* **Task**:
Please output each entry in the material beneath exactly as shown.

--*--

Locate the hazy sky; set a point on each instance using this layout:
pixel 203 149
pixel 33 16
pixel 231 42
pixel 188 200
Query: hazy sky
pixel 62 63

--*--

* **Result of this task**:
Locate the hazy sky; set a point on each instance using this layout:
pixel 203 149
pixel 33 16
pixel 231 42
pixel 188 200
Query: hazy sky
pixel 62 63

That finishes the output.